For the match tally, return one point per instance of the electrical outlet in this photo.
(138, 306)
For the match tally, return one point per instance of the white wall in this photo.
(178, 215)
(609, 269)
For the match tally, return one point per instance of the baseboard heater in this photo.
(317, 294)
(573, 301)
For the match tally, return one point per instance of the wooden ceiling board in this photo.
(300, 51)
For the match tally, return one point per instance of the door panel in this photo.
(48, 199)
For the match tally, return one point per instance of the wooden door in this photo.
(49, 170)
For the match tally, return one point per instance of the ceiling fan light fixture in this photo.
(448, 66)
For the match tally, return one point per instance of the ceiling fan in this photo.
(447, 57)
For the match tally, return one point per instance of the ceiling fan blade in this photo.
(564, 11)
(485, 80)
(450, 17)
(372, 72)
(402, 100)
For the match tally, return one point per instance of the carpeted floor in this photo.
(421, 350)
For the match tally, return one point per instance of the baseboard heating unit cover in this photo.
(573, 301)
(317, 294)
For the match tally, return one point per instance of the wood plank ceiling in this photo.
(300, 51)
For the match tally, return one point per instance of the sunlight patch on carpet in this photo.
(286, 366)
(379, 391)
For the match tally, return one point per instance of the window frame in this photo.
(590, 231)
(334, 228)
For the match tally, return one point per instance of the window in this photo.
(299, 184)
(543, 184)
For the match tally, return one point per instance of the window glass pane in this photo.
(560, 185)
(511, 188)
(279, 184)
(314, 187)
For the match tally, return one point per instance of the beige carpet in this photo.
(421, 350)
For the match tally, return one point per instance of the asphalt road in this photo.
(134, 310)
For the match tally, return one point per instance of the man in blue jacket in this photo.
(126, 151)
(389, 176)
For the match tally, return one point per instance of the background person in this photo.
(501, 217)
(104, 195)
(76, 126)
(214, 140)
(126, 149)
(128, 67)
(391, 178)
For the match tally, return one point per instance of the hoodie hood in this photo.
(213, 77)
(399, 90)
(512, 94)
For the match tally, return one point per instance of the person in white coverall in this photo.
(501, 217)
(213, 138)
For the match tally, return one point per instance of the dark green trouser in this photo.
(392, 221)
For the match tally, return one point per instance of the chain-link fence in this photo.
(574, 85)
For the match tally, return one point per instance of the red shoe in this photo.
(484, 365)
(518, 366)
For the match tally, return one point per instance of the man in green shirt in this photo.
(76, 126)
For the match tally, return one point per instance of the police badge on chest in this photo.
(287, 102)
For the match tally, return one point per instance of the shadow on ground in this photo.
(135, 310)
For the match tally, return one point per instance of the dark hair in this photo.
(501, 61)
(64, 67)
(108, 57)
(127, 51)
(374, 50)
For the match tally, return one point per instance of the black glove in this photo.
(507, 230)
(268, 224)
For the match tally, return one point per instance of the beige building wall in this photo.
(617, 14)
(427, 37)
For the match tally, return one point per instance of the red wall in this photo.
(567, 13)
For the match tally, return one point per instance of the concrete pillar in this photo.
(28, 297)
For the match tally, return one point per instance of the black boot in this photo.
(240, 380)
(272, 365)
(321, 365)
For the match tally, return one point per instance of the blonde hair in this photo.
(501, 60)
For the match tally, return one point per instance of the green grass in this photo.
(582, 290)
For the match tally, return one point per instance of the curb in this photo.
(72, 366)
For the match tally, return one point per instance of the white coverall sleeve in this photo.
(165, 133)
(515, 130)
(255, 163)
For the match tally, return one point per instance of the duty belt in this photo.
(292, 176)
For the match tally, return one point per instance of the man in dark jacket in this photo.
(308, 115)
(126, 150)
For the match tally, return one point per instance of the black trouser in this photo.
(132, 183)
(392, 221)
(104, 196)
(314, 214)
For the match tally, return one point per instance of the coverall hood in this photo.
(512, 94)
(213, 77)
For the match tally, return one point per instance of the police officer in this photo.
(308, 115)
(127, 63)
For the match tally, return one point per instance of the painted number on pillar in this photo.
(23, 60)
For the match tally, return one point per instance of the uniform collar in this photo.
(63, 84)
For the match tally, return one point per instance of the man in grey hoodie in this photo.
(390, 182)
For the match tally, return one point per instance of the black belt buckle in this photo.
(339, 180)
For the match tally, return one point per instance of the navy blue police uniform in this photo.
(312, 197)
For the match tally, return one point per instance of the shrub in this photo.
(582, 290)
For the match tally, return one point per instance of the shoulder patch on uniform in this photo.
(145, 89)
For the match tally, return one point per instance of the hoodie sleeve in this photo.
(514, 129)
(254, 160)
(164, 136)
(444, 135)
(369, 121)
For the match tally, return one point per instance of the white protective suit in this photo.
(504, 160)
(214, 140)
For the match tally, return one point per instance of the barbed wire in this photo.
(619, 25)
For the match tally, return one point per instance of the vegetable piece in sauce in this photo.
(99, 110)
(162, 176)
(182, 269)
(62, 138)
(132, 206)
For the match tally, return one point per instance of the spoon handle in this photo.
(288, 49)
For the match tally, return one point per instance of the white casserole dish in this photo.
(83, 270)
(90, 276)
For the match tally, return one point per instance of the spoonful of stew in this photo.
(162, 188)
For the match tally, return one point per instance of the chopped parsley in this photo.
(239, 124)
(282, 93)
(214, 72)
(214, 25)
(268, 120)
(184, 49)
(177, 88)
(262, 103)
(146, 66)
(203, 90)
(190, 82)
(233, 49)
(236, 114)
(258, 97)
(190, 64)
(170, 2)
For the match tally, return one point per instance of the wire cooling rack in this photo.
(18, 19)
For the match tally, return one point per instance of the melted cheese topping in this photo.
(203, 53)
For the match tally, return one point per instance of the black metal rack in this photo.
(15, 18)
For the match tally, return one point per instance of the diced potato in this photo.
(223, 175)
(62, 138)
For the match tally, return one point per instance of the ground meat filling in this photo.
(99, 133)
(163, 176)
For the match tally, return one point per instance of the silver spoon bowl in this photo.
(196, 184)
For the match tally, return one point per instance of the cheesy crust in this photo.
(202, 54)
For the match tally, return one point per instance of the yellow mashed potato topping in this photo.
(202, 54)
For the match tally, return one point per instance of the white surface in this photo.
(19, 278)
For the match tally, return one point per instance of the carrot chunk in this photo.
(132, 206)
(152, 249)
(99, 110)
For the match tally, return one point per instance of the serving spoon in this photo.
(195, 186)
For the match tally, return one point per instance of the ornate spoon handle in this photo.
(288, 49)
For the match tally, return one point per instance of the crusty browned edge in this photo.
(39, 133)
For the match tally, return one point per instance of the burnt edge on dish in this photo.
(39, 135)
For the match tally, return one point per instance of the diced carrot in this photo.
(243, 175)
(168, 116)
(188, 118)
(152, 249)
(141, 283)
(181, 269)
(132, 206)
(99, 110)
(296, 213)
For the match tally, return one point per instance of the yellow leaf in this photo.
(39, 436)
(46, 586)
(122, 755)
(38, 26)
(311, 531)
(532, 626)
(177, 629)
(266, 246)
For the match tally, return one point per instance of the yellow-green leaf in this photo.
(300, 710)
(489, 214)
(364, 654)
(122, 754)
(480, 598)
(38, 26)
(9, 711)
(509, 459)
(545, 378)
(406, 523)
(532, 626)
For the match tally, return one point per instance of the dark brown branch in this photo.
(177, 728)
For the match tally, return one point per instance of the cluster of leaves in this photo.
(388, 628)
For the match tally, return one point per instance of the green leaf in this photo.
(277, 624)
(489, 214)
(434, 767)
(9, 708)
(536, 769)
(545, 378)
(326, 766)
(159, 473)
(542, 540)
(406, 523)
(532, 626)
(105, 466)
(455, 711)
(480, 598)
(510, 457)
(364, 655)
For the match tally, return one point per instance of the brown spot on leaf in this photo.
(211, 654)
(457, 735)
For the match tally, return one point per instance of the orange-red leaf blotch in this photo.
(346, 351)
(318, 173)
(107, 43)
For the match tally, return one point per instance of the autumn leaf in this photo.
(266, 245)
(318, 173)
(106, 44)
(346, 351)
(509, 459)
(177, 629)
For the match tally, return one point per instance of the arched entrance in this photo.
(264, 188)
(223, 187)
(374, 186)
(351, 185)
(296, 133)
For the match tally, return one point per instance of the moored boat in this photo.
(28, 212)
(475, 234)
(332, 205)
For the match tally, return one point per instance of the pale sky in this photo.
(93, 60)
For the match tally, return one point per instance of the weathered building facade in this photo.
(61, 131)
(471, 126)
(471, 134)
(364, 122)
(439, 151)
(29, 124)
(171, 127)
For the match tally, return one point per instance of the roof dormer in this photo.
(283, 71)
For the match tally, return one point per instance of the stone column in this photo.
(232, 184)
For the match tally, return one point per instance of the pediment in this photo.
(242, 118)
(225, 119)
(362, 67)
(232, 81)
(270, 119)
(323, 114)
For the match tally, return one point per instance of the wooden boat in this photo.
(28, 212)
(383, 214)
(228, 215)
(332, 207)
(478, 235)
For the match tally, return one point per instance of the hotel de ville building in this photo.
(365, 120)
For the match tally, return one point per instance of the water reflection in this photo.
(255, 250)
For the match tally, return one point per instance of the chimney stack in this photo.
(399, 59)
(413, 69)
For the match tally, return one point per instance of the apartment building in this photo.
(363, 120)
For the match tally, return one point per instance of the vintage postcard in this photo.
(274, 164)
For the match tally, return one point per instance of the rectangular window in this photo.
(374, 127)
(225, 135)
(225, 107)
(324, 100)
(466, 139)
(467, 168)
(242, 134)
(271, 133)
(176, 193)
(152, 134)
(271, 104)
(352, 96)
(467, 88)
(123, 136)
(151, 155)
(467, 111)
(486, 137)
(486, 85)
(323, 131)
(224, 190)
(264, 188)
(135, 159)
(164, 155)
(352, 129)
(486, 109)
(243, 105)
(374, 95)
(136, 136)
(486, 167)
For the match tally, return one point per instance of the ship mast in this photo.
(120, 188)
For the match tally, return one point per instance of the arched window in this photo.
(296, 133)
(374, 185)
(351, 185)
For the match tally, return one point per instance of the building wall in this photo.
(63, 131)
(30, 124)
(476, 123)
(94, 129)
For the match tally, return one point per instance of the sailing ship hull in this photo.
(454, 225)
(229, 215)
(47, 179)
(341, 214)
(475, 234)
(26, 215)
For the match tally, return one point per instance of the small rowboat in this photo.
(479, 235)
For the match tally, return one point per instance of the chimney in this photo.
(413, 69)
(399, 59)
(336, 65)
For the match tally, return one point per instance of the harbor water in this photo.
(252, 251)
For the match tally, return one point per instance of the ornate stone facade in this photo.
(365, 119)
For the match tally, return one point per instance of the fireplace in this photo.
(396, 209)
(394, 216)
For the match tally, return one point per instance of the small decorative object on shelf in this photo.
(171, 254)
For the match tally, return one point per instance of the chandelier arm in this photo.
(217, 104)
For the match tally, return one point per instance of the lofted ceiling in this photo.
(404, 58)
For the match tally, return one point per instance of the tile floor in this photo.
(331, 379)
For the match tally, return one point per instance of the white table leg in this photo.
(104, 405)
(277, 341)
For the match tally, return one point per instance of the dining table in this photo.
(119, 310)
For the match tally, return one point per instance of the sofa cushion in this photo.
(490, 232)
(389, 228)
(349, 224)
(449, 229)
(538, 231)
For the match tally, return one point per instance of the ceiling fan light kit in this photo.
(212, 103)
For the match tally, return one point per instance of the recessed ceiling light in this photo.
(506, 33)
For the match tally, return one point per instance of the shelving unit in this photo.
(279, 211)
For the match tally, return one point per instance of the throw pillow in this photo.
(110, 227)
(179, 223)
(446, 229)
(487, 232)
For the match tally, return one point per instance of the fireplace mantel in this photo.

************

■ Required work ■
In the entries above, take the line containing "kit in this photo." and each later line through the last, and repeat them exactly. Output nothing else.

■ Correct result ■
For the match tally, return one point per instance of the ceiling fan light kit in this photo.
(212, 103)
For the match tally, return one point per instance of the recessed ceiling light in this photo.
(506, 33)
For the match tally, return one point per instance of the shelving unit in this photo.
(279, 211)
For the match tally, return one point per instance of the throw pillow in this photo.
(110, 227)
(179, 223)
(446, 229)
(487, 232)
For the match tally, return one point per instance of the fireplace mantel in this photo.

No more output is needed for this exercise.